>>>>>

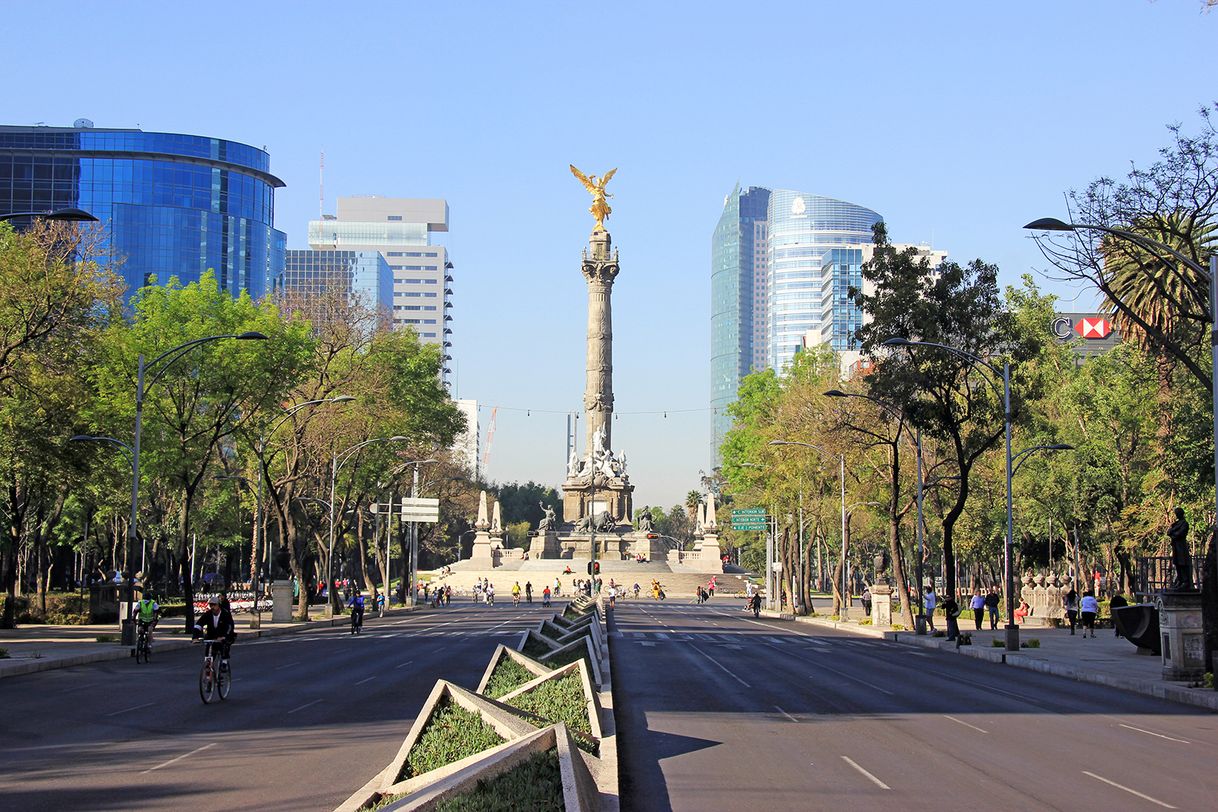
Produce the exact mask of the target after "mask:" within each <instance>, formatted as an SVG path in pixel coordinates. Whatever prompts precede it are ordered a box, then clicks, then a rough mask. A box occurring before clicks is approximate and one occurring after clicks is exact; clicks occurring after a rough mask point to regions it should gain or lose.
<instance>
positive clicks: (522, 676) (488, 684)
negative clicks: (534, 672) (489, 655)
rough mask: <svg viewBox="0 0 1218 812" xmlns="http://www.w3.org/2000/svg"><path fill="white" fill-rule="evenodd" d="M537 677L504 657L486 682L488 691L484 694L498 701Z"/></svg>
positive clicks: (487, 689) (486, 689)
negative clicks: (504, 695) (507, 693)
mask: <svg viewBox="0 0 1218 812" xmlns="http://www.w3.org/2000/svg"><path fill="white" fill-rule="evenodd" d="M535 677H536V674H535V673H532V672H531V671H529V670H527V668H525V667H524V666H523V665H520V663H519V662H516V661H515V660H513V659H512V657H509V656H507V655H504V656H502V657H501V659H499V663H498V665H497V666H495V671H492V672H491V678H490V679H488V681H487V682H486V690H485V691H482V694H484V695H485V696H490V698H491V699H498V698H499V696H503V695H504V694H507V693H509V691H513V690H515V689H516V688H520V685H523V684H525V683H526V682H529V681H530V679H532V678H535Z"/></svg>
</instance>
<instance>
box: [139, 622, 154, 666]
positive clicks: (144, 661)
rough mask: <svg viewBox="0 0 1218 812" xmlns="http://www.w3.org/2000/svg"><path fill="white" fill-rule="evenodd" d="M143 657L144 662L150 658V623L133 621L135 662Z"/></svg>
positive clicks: (151, 638) (139, 660) (151, 637)
mask: <svg viewBox="0 0 1218 812" xmlns="http://www.w3.org/2000/svg"><path fill="white" fill-rule="evenodd" d="M140 657H144V662H150V661H151V660H152V625H151V623H140V622H136V623H135V662H139V661H140Z"/></svg>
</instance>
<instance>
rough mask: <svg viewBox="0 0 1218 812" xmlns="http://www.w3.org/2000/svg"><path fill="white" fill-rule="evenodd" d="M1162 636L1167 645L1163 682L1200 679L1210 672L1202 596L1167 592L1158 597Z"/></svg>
mask: <svg viewBox="0 0 1218 812" xmlns="http://www.w3.org/2000/svg"><path fill="white" fill-rule="evenodd" d="M1158 633H1160V639H1161V640H1162V643H1163V646H1162V655H1161V660H1160V663H1161V665H1162V666H1163V679H1174V681H1180V679H1200V678H1201V677H1202V676H1205V672H1206V660H1205V656H1206V655H1205V635H1203V633H1202V625H1201V593H1200V592H1196V590H1189V592H1164V593H1162V594H1161V595H1160V597H1158Z"/></svg>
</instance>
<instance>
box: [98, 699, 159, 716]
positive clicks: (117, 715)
mask: <svg viewBox="0 0 1218 812" xmlns="http://www.w3.org/2000/svg"><path fill="white" fill-rule="evenodd" d="M153 705H156V702H144V704H143V705H136V706H135V707H128V709H127V710H125V711H114V712H113V713H106V716H122V715H123V713H130V712H132V711H138V710H140V709H141V707H152V706H153Z"/></svg>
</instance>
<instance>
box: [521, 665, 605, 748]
mask: <svg viewBox="0 0 1218 812" xmlns="http://www.w3.org/2000/svg"><path fill="white" fill-rule="evenodd" d="M508 704H509V705H512V706H513V707H519V709H520V710H523V711H529V712H530V713H533V715H536V716H540V717H542V718H543V719H546V721H547V722H564V723H565V724H566V727H569V728H570V729H571V730H572V732H576V733H582V734H583V737H587V738H588V739H590V740H591V741H585V739H583V737H579V735H577V737H576V744H577V745H579V746H580V749H581V750H587V751H588V752H591V754H592V755H597V750H598V749H599V747H597V745H596V744H594V743H596V740H594V739H593V738H592V723H591V722H590V721H588V706H587V700H586V698H585V696H583V684H582V682H581V681H580V674H579V672H576V673H570V674H568V676H565V677H561V678H559V679H549V681H547V682H543V683H541V684H540V685H537V687H536V688H533V689H531V690H529V691H526V693H524V694H520V695H519V696H513V698H512V699H509V700H508Z"/></svg>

<<<<<

→ DIRECTIONS FOR THIS TASK
Rewrite every line of the records above as a Markdown table with the columns Row and Line, numbering the rows and skipping blank lines. Leave the pictures out.

→ ANSWER AREA
| Row | Line |
|---|---|
| 1 | Produce the exact mask of the target after "mask:" within each <instance>, formatted as an SVG path in pixel coordinates. Whatever prompts precede it are ordered a box, then clicks, then a rough mask. A box occurring before clicks is approximate and one occurring after clicks is exact; clicks occurring after a rough mask point to regions it should gain or lose. |
| 2 | <instance> |
| 3 | positive clicks: (522, 676) (488, 684) |
| 4 | negative clicks: (534, 672) (489, 655) |
| 5 | rough mask: <svg viewBox="0 0 1218 812" xmlns="http://www.w3.org/2000/svg"><path fill="white" fill-rule="evenodd" d="M537 677L504 657L486 682L488 691L484 694L498 701Z"/></svg> |
| 6 | positive clicks: (487, 689) (486, 689) |
| 7 | negative clicks: (504, 695) (507, 693) |
| 8 | mask: <svg viewBox="0 0 1218 812" xmlns="http://www.w3.org/2000/svg"><path fill="white" fill-rule="evenodd" d="M535 677H536V674H535V673H532V672H531V671H529V670H527V668H525V667H524V666H523V665H520V663H519V662H516V661H515V660H513V659H512V657H509V656H507V655H504V656H502V657H501V659H499V663H498V665H497V666H495V671H492V672H491V678H490V679H488V681H487V682H486V690H485V691H482V694H484V695H485V696H490V698H491V699H498V698H499V696H503V695H504V694H507V693H509V691H513V690H515V689H516V688H520V685H523V684H525V683H526V682H529V681H530V679H532V678H535Z"/></svg> |
| 9 | </instance> |
| 10 | <instance> |
| 11 | box: [139, 622, 154, 666] |
| 12 | positive clicks: (144, 661) |
| 13 | rough mask: <svg viewBox="0 0 1218 812" xmlns="http://www.w3.org/2000/svg"><path fill="white" fill-rule="evenodd" d="M143 657L144 662L150 658V623L133 621L135 662Z"/></svg> |
| 14 | positive clicks: (151, 638) (139, 660) (151, 637) |
| 15 | mask: <svg viewBox="0 0 1218 812" xmlns="http://www.w3.org/2000/svg"><path fill="white" fill-rule="evenodd" d="M140 657H144V662H150V661H151V660H152V625H151V623H140V622H136V623H135V662H139V661H140Z"/></svg> |
| 16 | </instance> |
| 17 | <instance> |
| 18 | rough mask: <svg viewBox="0 0 1218 812" xmlns="http://www.w3.org/2000/svg"><path fill="white" fill-rule="evenodd" d="M1162 636L1167 645L1163 682L1200 679L1210 672L1202 596L1167 592L1158 597Z"/></svg> |
| 19 | mask: <svg viewBox="0 0 1218 812" xmlns="http://www.w3.org/2000/svg"><path fill="white" fill-rule="evenodd" d="M1158 633H1160V639H1161V640H1162V643H1163V646H1162V655H1161V660H1160V663H1161V665H1162V666H1163V679H1174V681H1180V679H1200V678H1201V677H1202V676H1205V672H1206V660H1205V656H1206V655H1205V635H1203V633H1202V625H1201V593H1200V592H1196V590H1189V592H1164V593H1162V594H1161V595H1160V597H1158Z"/></svg> |
| 20 | </instance> |
| 21 | <instance> |
| 22 | box: [98, 699, 159, 716] |
| 23 | positive clicks: (117, 715) |
| 24 | mask: <svg viewBox="0 0 1218 812" xmlns="http://www.w3.org/2000/svg"><path fill="white" fill-rule="evenodd" d="M153 705H156V702H144V704H143V705H136V706H135V707H128V709H127V710H125V711H114V712H113V713H106V716H122V715H123V713H130V712H132V711H138V710H140V709H141V707H152V706H153Z"/></svg> |
| 25 | </instance> |
| 26 | <instance> |
| 27 | box: [521, 665, 605, 748] |
| 28 | mask: <svg viewBox="0 0 1218 812" xmlns="http://www.w3.org/2000/svg"><path fill="white" fill-rule="evenodd" d="M508 704H509V705H512V706H513V707H519V709H520V710H523V711H529V712H530V713H533V715H536V716H540V717H542V718H543V719H546V721H547V722H564V723H565V724H566V727H569V728H570V729H571V730H572V732H576V733H582V734H583V737H587V738H588V739H590V740H591V741H585V739H583V737H579V735H577V737H576V744H577V745H579V746H580V749H581V750H587V751H588V752H591V754H592V755H597V750H598V749H599V747H597V745H596V744H594V743H596V740H594V739H593V738H592V723H591V722H590V721H588V706H587V700H586V698H585V696H583V684H582V682H581V681H580V674H579V672H576V673H570V674H568V676H565V677H561V678H559V679H549V681H547V682H543V683H541V684H540V685H537V687H536V688H533V689H531V690H529V691H526V693H524V694H520V695H519V696H513V698H512V699H509V700H508Z"/></svg> |